▶ [Tekstfragment]:
╭──
Slide 10 - Quizvraag

Is het een enkelvoudige of samengestelde zin?

Joey zet de hele dag door allemaal verschillende liedjes op.
A
enkelvoudige zin
B
samengestelde zin

Slide 11 - Quizvraag

Hoofdzin vs. bijzin

Het belangrijkste deel van een samengestelde zin heet de hoofdzin. Dit deel kun je niet zomaar weglaten.

Het andere deel heet de bijzin. Als je de bijzin weglaat, houd je een complete zin over.

Slide 12 - Tekstslide


HOOFDZIN
de pv is het eerste of tweede zinsdeel


Bo zoekt haar paraplu,
pv                       

BIJZIN
de pv staat meestal wat verder naar achteren


omdat het hard regent.
                                 pv

Slide 13 - Tekstslide

HOOFDZIN

- Belangrijkste zin

- Persoonsvorm en onderwerp staan naast elkaar

- Je kunt er niks tussen zetten

Ik heb mijn huiswerk niet gemaakt, omdat ik aan het Netflixen was.
╰──
Hoe heet volgens het tekstfragment over hoofdzinnen en bijzinnen het belangrijkste deel van een samengestelde zin? De regels die nu komen, staan los van het tekstfragment.

▶ [Brongegevens]:
╭──
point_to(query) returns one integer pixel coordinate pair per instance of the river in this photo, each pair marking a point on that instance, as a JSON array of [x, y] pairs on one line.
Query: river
╰──
▶ [Volledig antwoord]: De hoofdzin.